▶ **Exercise**: Give back, word for word, the part of the text about the Law Society practice note from "There exist diverse" up to and including "human rights treaties.".

Begin Text section

Inspire was deeply concerned by the practice note, which was duly promoted as ‘good practice’, and as a result instructed law firm Hogan Lovells to raise our concerns with the Law Society.

Sara Khan, co-director of Inspire said: “As a counter-extremism and Muslim women’s rights organisation, we were troubled about a number of issues the practice note raised.

Firstly, the Law Society was promoting one narrow interpretation of Sharia, despite the breadth of religious interpretations (including gender equality interpretations) and had chosen to promote a particular interpretation of Sharia law which endorsed the distribution of estates in a way that discriminates against women.”

There exist diverse religious readings of inheritance laws not only among the various schools of Islamic jurisprudence but also contemporary interpretations.  Morocco’s reform of its family law for example the Moudawana has taken on a holistic approach where the principles of the Islamic faith have been reconciled with international human rights law.

Sara Khan continued: “Secondly, we were concerned whether the Law Society had acted in accordance with its own Equality and Diversity Framework in issuing the Practice Note and with international law, in particular with the Convention on the Elimination of All Forms of Discrimination against Women (CEDAW) as well as other human rights treaties.

End Text section
Begin Recorded information

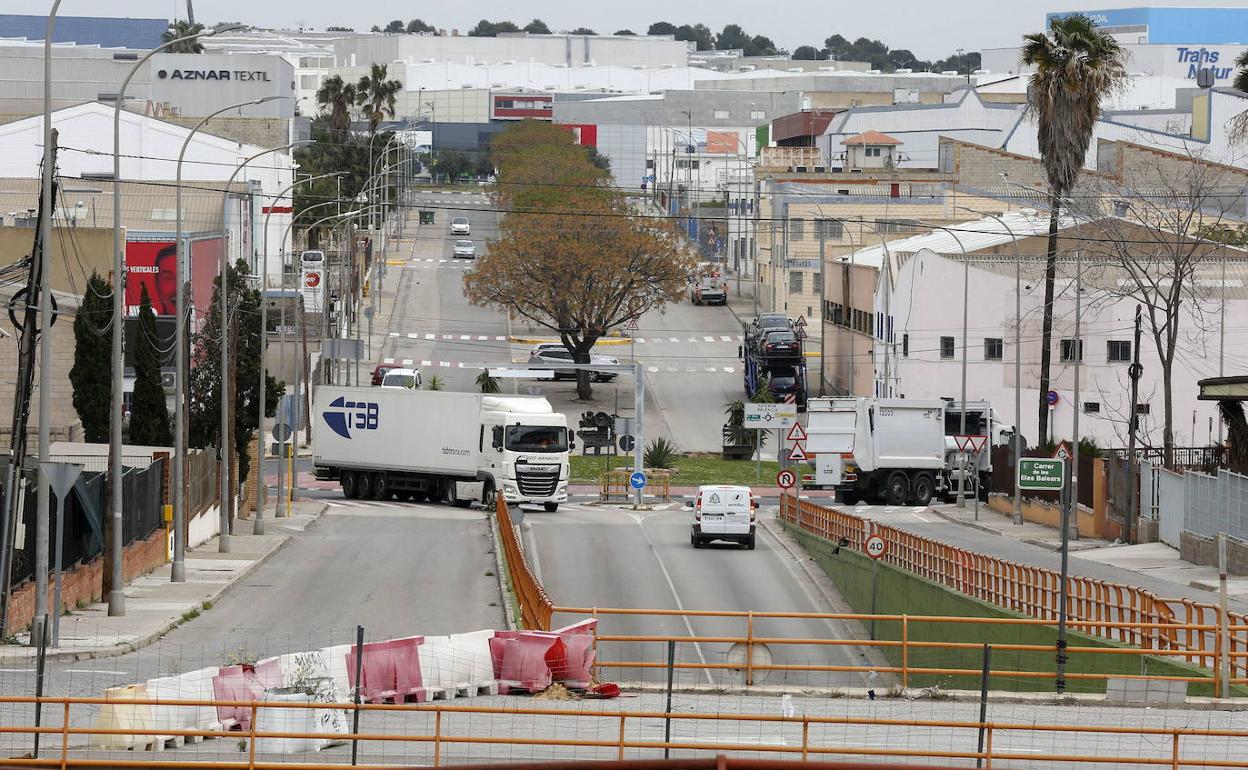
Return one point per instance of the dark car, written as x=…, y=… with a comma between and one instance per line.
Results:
x=779, y=343
x=380, y=372
x=785, y=381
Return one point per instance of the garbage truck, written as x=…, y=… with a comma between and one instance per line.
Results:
x=897, y=451
x=443, y=447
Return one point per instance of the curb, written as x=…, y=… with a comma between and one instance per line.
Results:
x=132, y=647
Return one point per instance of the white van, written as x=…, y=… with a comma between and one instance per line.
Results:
x=723, y=513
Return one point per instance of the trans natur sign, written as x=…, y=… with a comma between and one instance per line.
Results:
x=1041, y=473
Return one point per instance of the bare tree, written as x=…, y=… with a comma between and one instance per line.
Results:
x=1158, y=233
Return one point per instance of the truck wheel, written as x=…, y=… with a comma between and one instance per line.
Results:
x=350, y=487
x=922, y=491
x=381, y=487
x=897, y=489
x=488, y=497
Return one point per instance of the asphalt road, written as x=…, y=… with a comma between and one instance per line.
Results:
x=397, y=569
x=618, y=558
x=688, y=353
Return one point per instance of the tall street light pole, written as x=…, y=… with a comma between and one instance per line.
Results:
x=224, y=538
x=39, y=632
x=116, y=592
x=1017, y=438
x=177, y=570
x=258, y=524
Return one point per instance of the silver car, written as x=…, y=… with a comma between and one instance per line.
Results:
x=550, y=353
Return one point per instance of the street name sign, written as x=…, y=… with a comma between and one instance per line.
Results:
x=1040, y=473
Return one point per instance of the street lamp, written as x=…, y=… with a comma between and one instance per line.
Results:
x=1017, y=442
x=116, y=593
x=258, y=524
x=224, y=513
x=177, y=570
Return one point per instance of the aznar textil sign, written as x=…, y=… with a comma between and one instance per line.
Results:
x=1192, y=26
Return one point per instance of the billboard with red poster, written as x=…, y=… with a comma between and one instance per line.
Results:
x=583, y=134
x=154, y=263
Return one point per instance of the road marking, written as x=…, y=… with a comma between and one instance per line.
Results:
x=675, y=595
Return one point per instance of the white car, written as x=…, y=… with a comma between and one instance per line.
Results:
x=402, y=378
x=555, y=352
x=723, y=513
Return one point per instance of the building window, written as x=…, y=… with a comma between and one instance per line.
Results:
x=829, y=229
x=1071, y=352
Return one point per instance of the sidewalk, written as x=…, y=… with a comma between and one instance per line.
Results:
x=155, y=605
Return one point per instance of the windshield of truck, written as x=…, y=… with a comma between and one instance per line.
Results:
x=537, y=438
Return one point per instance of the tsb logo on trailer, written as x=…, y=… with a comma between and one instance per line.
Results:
x=346, y=416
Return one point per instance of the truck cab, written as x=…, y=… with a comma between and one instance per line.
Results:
x=527, y=449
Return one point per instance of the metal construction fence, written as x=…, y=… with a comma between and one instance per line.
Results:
x=1216, y=503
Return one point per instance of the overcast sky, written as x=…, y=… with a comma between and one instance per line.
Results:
x=930, y=29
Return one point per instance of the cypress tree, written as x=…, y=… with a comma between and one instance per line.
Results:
x=91, y=372
x=149, y=411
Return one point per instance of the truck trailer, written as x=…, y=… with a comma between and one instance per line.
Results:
x=897, y=451
x=439, y=446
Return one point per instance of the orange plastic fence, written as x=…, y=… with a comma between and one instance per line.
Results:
x=533, y=600
x=1120, y=613
x=1176, y=746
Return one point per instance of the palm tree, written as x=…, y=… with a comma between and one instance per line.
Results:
x=338, y=97
x=376, y=95
x=1076, y=68
x=181, y=29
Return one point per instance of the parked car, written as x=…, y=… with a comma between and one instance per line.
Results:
x=402, y=378
x=380, y=372
x=554, y=352
x=723, y=513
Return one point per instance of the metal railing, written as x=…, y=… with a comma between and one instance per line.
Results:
x=804, y=735
x=534, y=604
x=1118, y=613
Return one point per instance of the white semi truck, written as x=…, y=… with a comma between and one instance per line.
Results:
x=899, y=451
x=439, y=446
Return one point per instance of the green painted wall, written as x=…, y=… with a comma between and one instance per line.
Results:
x=901, y=593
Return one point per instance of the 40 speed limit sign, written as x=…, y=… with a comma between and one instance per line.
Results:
x=875, y=547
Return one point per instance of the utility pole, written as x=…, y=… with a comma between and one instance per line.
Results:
x=1135, y=373
x=28, y=333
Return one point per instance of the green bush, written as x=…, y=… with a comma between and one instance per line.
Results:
x=660, y=453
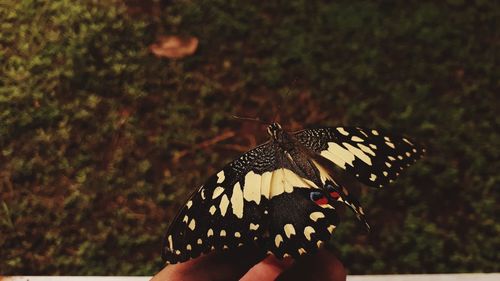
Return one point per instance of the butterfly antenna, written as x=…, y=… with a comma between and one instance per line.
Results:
x=254, y=119
x=288, y=91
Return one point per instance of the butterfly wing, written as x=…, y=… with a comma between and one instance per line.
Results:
x=375, y=158
x=223, y=213
x=259, y=198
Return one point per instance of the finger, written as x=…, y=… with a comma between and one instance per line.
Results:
x=226, y=265
x=320, y=266
x=268, y=269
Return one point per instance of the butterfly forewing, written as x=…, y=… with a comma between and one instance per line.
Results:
x=248, y=201
x=280, y=195
x=375, y=158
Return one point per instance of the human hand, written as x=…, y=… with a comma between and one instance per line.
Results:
x=248, y=264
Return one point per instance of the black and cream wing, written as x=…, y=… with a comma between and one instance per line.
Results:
x=224, y=212
x=375, y=158
x=259, y=198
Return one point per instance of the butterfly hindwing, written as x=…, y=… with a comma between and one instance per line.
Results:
x=373, y=157
x=297, y=225
x=281, y=194
x=222, y=214
x=257, y=196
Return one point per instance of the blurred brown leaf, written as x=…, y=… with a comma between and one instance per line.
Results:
x=176, y=47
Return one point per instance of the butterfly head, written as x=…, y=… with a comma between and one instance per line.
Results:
x=275, y=130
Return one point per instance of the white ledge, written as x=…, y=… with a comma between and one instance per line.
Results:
x=391, y=277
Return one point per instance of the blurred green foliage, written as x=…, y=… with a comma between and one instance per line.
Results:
x=101, y=141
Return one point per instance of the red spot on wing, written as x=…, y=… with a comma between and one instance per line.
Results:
x=322, y=201
x=335, y=195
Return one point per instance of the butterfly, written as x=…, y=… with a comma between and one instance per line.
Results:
x=281, y=195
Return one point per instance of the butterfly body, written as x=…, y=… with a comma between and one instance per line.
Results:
x=280, y=195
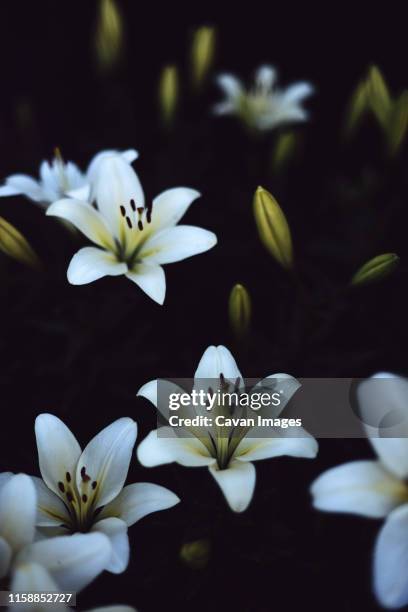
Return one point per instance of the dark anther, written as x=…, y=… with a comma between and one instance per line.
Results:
x=84, y=475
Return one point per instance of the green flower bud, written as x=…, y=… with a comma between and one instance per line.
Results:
x=377, y=268
x=240, y=310
x=13, y=244
x=273, y=227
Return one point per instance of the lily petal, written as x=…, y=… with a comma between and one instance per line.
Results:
x=51, y=510
x=391, y=560
x=138, y=500
x=177, y=243
x=115, y=185
x=5, y=557
x=18, y=511
x=151, y=279
x=85, y=218
x=170, y=206
x=58, y=450
x=91, y=263
x=32, y=578
x=359, y=487
x=217, y=360
x=106, y=459
x=72, y=561
x=237, y=482
x=155, y=450
x=116, y=530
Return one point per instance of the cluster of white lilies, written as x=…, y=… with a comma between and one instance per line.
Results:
x=60, y=532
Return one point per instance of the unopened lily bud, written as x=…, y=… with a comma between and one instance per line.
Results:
x=398, y=123
x=108, y=35
x=377, y=268
x=196, y=554
x=379, y=96
x=240, y=310
x=168, y=93
x=284, y=150
x=202, y=53
x=273, y=227
x=13, y=244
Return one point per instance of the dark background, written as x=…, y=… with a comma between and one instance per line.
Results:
x=83, y=352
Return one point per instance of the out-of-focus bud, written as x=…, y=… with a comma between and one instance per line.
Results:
x=240, y=310
x=196, y=554
x=13, y=244
x=108, y=35
x=377, y=268
x=273, y=228
x=379, y=96
x=398, y=123
x=284, y=150
x=358, y=106
x=202, y=53
x=168, y=93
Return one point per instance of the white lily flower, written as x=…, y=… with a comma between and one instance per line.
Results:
x=264, y=106
x=131, y=238
x=83, y=491
x=58, y=179
x=59, y=563
x=229, y=458
x=377, y=488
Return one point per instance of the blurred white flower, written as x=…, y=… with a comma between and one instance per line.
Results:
x=264, y=106
x=132, y=239
x=228, y=457
x=58, y=179
x=377, y=488
x=59, y=563
x=83, y=491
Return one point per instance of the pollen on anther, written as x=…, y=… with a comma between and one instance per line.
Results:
x=84, y=475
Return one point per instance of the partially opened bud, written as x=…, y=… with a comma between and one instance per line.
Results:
x=273, y=228
x=240, y=310
x=284, y=150
x=108, y=35
x=377, y=268
x=168, y=93
x=379, y=96
x=202, y=53
x=196, y=554
x=13, y=244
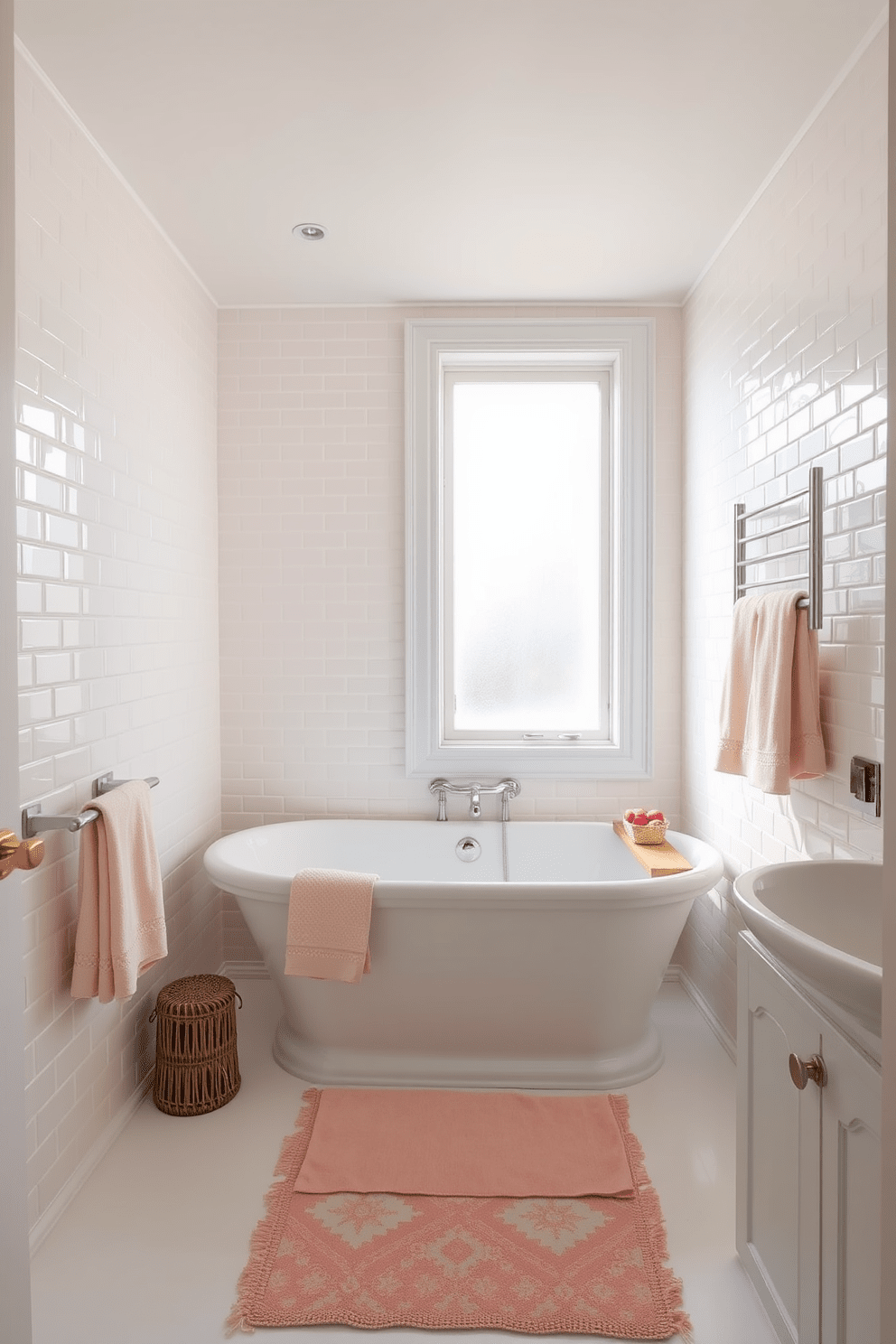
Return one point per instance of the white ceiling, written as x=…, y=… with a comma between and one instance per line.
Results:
x=454, y=149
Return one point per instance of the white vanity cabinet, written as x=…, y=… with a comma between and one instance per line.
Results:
x=807, y=1160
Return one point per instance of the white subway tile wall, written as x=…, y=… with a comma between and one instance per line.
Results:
x=786, y=369
x=312, y=573
x=118, y=606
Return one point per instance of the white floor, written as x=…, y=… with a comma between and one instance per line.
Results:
x=151, y=1249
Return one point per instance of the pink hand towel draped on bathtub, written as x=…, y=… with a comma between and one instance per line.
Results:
x=770, y=705
x=328, y=925
x=121, y=917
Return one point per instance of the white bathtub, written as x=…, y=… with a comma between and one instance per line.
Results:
x=543, y=981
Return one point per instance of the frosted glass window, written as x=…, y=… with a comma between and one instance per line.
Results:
x=528, y=545
x=527, y=586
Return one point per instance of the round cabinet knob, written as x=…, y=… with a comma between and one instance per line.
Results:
x=801, y=1070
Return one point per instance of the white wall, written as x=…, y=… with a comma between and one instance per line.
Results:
x=786, y=367
x=117, y=600
x=312, y=573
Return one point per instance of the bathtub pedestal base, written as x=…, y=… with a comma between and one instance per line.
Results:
x=345, y=1068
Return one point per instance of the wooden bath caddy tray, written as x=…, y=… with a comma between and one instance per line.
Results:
x=661, y=861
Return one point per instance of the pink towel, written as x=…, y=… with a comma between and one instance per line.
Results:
x=330, y=924
x=770, y=705
x=452, y=1143
x=121, y=917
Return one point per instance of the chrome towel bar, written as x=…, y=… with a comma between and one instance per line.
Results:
x=813, y=548
x=33, y=820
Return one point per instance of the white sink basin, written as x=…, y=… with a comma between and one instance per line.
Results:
x=824, y=921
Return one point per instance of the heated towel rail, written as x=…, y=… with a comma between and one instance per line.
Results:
x=33, y=820
x=812, y=548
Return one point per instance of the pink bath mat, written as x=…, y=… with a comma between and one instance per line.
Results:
x=454, y=1143
x=539, y=1264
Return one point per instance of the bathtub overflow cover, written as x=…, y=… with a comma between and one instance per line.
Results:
x=468, y=850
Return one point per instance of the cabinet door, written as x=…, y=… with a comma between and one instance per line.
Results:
x=778, y=1147
x=851, y=1175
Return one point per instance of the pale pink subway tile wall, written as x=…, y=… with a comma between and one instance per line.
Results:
x=118, y=609
x=312, y=573
x=786, y=369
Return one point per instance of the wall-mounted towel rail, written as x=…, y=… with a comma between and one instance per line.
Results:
x=812, y=548
x=33, y=820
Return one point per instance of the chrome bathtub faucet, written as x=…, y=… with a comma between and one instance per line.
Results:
x=507, y=788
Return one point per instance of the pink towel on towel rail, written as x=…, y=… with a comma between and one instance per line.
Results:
x=770, y=705
x=328, y=925
x=121, y=916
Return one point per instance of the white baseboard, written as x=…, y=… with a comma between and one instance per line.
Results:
x=88, y=1164
x=680, y=976
x=243, y=971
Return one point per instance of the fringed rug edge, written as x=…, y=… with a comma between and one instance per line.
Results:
x=265, y=1239
x=653, y=1220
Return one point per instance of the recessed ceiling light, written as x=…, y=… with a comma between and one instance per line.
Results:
x=311, y=233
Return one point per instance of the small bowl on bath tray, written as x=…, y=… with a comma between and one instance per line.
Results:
x=653, y=834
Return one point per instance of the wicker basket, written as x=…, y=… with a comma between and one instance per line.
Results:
x=196, y=1068
x=652, y=834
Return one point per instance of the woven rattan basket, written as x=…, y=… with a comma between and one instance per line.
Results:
x=196, y=1068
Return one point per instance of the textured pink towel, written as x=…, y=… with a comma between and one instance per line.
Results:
x=448, y=1143
x=328, y=925
x=121, y=917
x=770, y=705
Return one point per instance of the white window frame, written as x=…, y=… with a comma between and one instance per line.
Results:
x=625, y=349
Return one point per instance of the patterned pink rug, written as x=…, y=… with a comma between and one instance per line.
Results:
x=535, y=1265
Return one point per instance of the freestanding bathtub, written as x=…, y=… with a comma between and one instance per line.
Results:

End Recorded information

▶ **Exercise response**:
There exist diverse religious readings of inheritance laws not only among the various schools of Islamic jurisprudence but also contemporary interpretations.  Morocco’s reform of its family law for example the Moudawana has taken on a holistic approach where the principles of the Islamic faith have been reconciled with international human rights law.

Sara Khan continued: “Secondly, we were concerned whether the Law Society had acted in accordance with its own Equality and Diversity Framework in issuing the Practice Note and with international law, in particular with the Convention on the Elimination of All Forms of Discrimination against Women (CEDAW) as well as other human rights treaties.